**Task list**
a) In the Amanda message, take the part that opens with the words containing "On Tue, 28 May" and closes with "with FreeBSD 4.5.", and swap "Advisories" for "notices".
b) According to the Amanda message, which version does the download page list as the latest stable release?

**Provided text**
Removing their 2.3.0.4 port was the right thing for FreeBSD to do.
That version is what, 4 years old or more?  I'd challenge the
"often used" assertion in the announcement.  If it's often used
it's only because folks like FreeBSD have been shipping it long
after it should have been replaced with a 2.4.x version.

If you look at amanda's download page at:
http://www.amanda.org/download.html

you'll se 2.4.2p2 is the latest "stable release" and that there
have been various development releases since then.

-Mitch

On Tue, 28 May 2002, Tom Beer wrote:

> Hi,
>
> reffering to the mentioned Advisories I would like to know what
> the latest stable version of Amanda is, that is not affected.
> I thought that 2.4.2p2 is the latest, as mentioned a week or
> so ago on this list. Below, only 2.3.0.4 is mentioned. But this
> wasn't shipped with FreeBSD 4.5.

**Raw data**
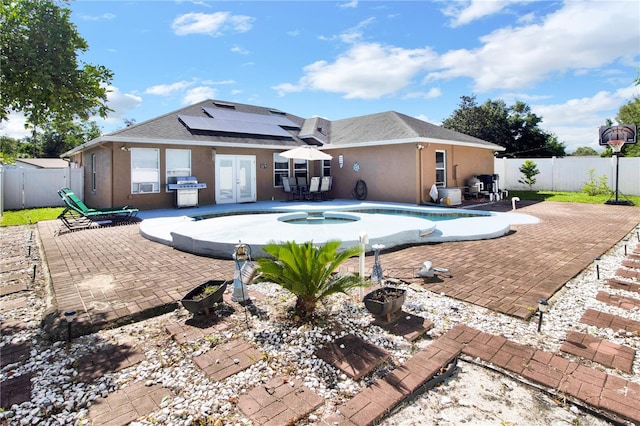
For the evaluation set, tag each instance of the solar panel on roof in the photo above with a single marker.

--

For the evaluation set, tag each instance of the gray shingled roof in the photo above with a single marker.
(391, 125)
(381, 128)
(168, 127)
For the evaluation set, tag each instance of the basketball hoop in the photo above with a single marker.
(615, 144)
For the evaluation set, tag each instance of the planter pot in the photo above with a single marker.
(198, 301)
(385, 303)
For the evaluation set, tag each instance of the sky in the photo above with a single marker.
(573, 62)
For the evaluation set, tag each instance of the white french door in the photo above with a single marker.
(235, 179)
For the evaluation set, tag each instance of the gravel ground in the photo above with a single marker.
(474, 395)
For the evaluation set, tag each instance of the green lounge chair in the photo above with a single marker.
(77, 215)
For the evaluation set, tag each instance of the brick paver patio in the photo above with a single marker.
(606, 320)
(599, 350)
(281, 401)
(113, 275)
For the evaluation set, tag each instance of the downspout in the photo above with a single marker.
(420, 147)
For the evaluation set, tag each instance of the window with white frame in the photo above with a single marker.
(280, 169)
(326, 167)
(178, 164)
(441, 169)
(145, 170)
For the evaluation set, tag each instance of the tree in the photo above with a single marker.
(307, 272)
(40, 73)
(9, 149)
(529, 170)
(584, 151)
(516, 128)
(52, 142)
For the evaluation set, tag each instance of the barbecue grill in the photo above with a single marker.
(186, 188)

...

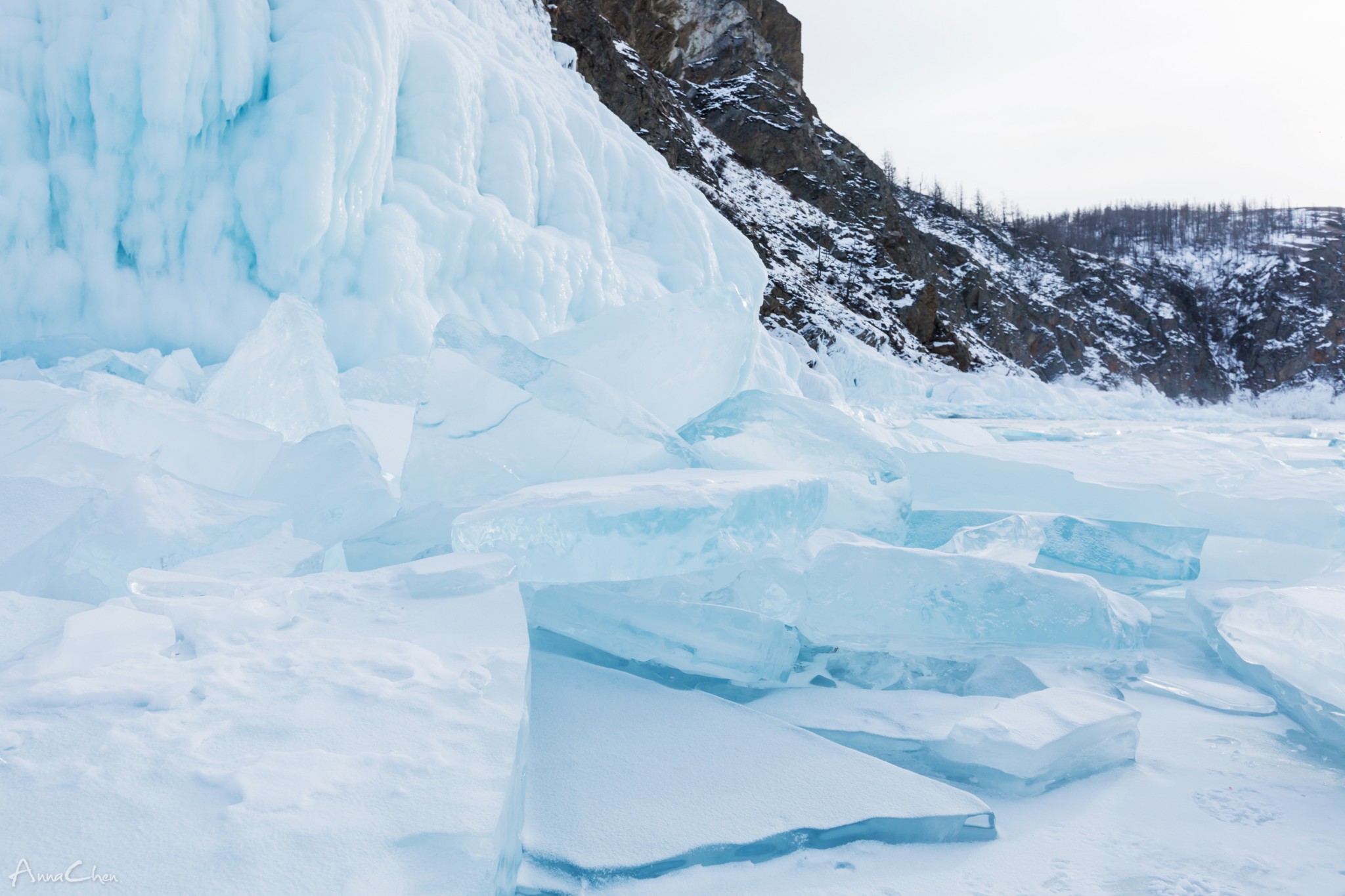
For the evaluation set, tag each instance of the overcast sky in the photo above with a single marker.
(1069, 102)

**Solutions to the tasks**
a)
On Tue, 28 May 2002, Tom Beer wrote:

> Hi,
>
> reffering to the mentioned notices I would like to know what
> the latest stable version of Amanda is, that is not affected.
> I thought that 2.4.2p2 is the latest, as mentioned a week or
> so ago on this list. Below, only 2.3.0.4 is mentioned. But this
> wasn't shipped with FreeBSD 4.5.

b) 2.4.2p2